__Given text__:
Not that long ago she would have felt inhibited at recruiting staff to join in
what some might have considered a frivolous use of time. But that was then, and
now her notions of healing and care have been allowed to expand. Grabbing
everyone in sight, she proceeds to deliver buckets of snow to the room. Minutes
later, the boy’s transplant surgeon answers a page to come to the room. He
turns the corner, and SPLAT!! He’s hit by a barrage of snowballs launched by
the giggling, mittened boy from behind an ersatz snow fort.
“This is what little boys should be doing,” thinks Stroebel, who turns
to look at the boy’s beaming mother …
… and sees tears of joy streaming down the woman’s face.
Among
health care veterans at Hopkins Children’s, the advent of
family-centered care has meant the need to re-examine some long-held practices.
One example is the nursing reports generated at the end of a
shift—traditionally a private conversation between nurses usually held outside
of patient/family earshot. In two different units, these “hand-off” chats are
now occurring at the bedside, with parents present if they choose.

__Recorded information__:
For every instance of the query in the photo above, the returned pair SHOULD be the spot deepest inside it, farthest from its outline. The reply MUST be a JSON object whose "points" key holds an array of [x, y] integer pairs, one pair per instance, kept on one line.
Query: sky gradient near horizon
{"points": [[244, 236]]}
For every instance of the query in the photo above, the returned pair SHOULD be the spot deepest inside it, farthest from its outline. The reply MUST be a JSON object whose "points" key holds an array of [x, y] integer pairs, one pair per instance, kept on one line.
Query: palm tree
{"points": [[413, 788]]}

--

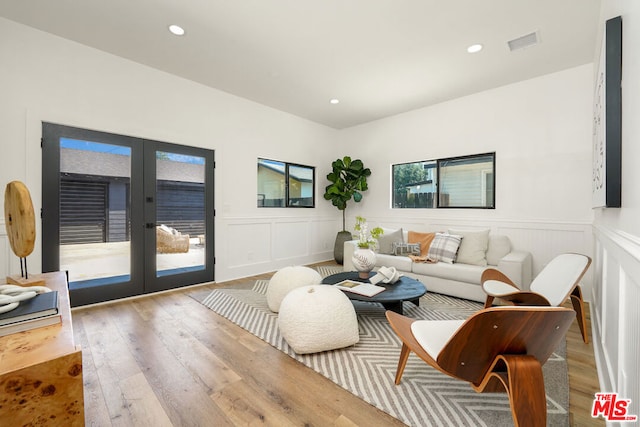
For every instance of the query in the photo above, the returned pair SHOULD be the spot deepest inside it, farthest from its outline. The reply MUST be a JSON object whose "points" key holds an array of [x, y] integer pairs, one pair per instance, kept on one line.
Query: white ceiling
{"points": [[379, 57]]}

* * *

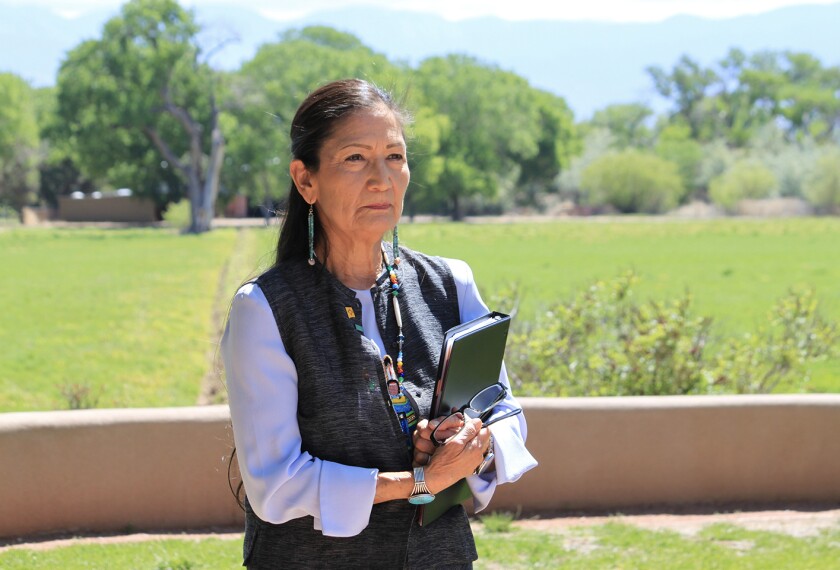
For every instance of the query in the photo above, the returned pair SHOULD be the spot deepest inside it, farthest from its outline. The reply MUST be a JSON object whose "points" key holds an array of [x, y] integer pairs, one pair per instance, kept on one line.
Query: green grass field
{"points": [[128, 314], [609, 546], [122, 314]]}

__Exercises__:
- a) In the passage on family-centered care, where do the end-of-shift "hand-off" chats now happen in two different units?
- b) Please continue the passage on family-centered care from its last sentence.
The data has no connection to the passage on family-centered care.

__Results__:
- a) They now happen at the bedside, with parents present if they choose.

- b)
“It’s often thought by nurses that it’s easier to provide this transfer of
information without the families being present,” says Shelley Baranowski, the
new director of pediatric nursing, who previously helped implement a
family-centered care initiative at Cincinnati Children’s Hospital. “Some of the
resistance is that it feels different,” she says. “It isn’t what they may have
done for the last 10 years as a nurse.”
Her message to nurses: Different can be better. “We’re seeing a lot of
benefit of doing the report bedside,” says Baranowski. “It’s a wonderful
opportunity for the oncoming nurse to be introduced to the family and the
child, and there are a lot of safety elements involved: There can be some
verification with the parent of what took place during the shift. And it’s a
chance for the nurse to say to the parent, ‘Is there anything you want this
nurse coming in to know?’”
A similar education is taking place among pediatric physicians here. Under
the new family-centered rounds, physicians are expected to both teach residents
and interns while also addressing their conversation, in lay language, to the
parents present. That’s quite a juggling act. Janet Serwint, director of
pediatric resident education, says her focus is making family-centered rounds
the norm for newer residents, who are at a more malleable point in their
careers.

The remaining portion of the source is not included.